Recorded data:
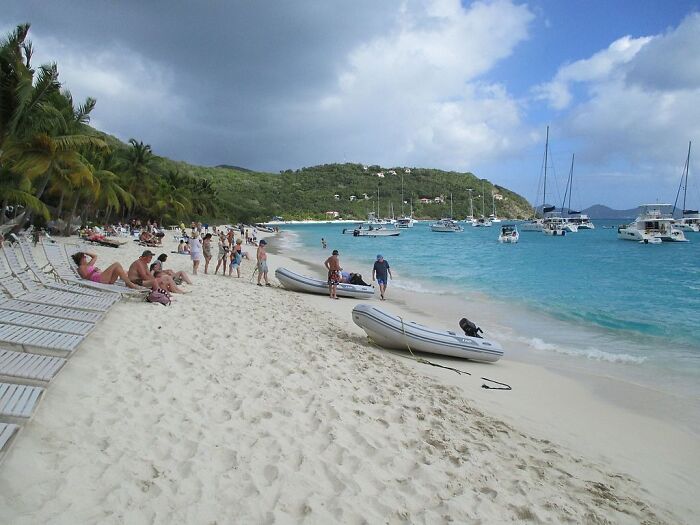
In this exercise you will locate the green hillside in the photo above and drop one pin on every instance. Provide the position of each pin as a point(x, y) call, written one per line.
point(53, 165)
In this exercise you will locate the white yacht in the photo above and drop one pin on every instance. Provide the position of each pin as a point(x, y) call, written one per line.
point(446, 225)
point(557, 221)
point(582, 221)
point(690, 219)
point(509, 234)
point(654, 224)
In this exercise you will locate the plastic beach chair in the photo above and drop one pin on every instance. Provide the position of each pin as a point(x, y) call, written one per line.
point(28, 367)
point(63, 268)
point(21, 270)
point(19, 401)
point(45, 341)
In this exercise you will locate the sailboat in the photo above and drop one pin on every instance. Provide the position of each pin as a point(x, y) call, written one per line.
point(690, 220)
point(405, 221)
point(493, 217)
point(447, 224)
point(537, 224)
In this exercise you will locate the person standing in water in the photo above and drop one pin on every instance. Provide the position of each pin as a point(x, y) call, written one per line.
point(382, 272)
point(333, 266)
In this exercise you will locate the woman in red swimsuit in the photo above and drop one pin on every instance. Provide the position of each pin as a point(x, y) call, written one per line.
point(88, 270)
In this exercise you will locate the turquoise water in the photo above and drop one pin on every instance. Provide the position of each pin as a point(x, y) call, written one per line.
point(586, 295)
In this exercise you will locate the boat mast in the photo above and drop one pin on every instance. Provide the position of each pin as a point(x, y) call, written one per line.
point(569, 186)
point(544, 189)
point(684, 181)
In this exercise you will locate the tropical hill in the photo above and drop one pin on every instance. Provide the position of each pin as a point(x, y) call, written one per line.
point(53, 165)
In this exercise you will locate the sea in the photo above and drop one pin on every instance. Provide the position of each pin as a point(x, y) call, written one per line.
point(586, 301)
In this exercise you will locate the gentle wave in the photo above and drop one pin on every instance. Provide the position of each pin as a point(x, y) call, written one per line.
point(589, 353)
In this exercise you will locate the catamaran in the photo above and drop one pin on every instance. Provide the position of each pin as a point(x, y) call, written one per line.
point(690, 220)
point(653, 225)
point(509, 234)
point(537, 224)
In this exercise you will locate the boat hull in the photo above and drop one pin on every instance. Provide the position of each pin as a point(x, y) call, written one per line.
point(300, 283)
point(389, 331)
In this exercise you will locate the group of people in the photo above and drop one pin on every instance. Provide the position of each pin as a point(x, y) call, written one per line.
point(381, 272)
point(230, 252)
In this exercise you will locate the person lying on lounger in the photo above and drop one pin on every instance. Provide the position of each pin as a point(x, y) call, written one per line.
point(87, 270)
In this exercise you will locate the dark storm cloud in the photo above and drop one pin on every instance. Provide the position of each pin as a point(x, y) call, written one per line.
point(239, 68)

* _The task_: Output the entries above exactly. Drop the pictures.

* _The answer_:
In this exercise you will locate the green hillside in the photo above and drop one pin on every instance. Provide the position of each pin as a point(x, y) call, written one per line.
point(53, 165)
In this exercise you will locate the white yacht in the photo above and drop one pin on every instance. Provide the position of each pin as a point(x, y) call, written one per line.
point(446, 225)
point(557, 221)
point(582, 221)
point(690, 219)
point(509, 234)
point(654, 224)
In this exercise you will locate the plastic beach chair in the photo above and drop one pin on every instance. Provide the position of each pin as a point(x, y) call, written one per line.
point(28, 367)
point(63, 268)
point(21, 270)
point(19, 401)
point(45, 341)
In this exercise you will locate the sailboat in the photo above and drop one pin on every instance. Provide the position of each pin as a point(x, y) call, written one per line.
point(690, 220)
point(405, 221)
point(493, 217)
point(447, 224)
point(537, 224)
In this exercise you will locate the person standing in water in the photo above and drop one pin on every instance. Provide the position of each pin as a point(x, y) call, written one per line.
point(382, 272)
point(333, 266)
In this exercise you will locate the woman in red swimsuit in the photo above and drop one pin on every instance. Provide the position of each pin as a point(x, y) call, written one per line.
point(88, 270)
In this exercise you will locate the turquoise water in the photo above and drop one pin on every instance. Provide the position of each pin as a point(x, y) call, written one per line.
point(586, 295)
In this exercise you will locate the boat mast in the photo above and drop one pin on every instance. Provide the position of each pin as a point(x, y) call, written one per line.
point(569, 186)
point(544, 189)
point(684, 181)
In this exercise you will locate the tropical hill in the photo above and drop one pin on every instance. Provide the position of each pin as a point(x, y) call, written one per line.
point(53, 165)
In this exercise you will locate the sea in the photo above and drop one pin on every instance. Provide the position of each pin as a point(x, y) call, written one per line.
point(586, 301)
In this exercise you will locate the gentle wave in the photo above and drop one pin on every instance. Provide the position of each pin as a point(x, y) call, written one per line.
point(589, 353)
In this exercise you will locate the catamaran in the photo above and drop one pin on every instance. Provide the position of each pin as a point(x, y) call, written one per line.
point(690, 220)
point(653, 225)
point(509, 234)
point(537, 224)
In this exercise you will locate the boat hull in the photo above and drop one pin on every instance. Provide the position of each pin as a point(x, y) call, written one per line.
point(300, 283)
point(389, 331)
In this exercise you will locate the group of people in the photo above and drop one pin on every instance. Provide the position of each pin as a point(x, y) call, written one per line.
point(381, 272)
point(230, 252)
In this exercise you will locate the person lying on lounger in the photo above and drop one pin on every instance. Provide the position of each pin as a point(x, y) call, written one per line.
point(87, 270)
In this exercise you will locate the dark storm cloud in the photo above and drop one pin on every instance. Provide the position of each pin as a point(x, y) call, written one per line.
point(239, 68)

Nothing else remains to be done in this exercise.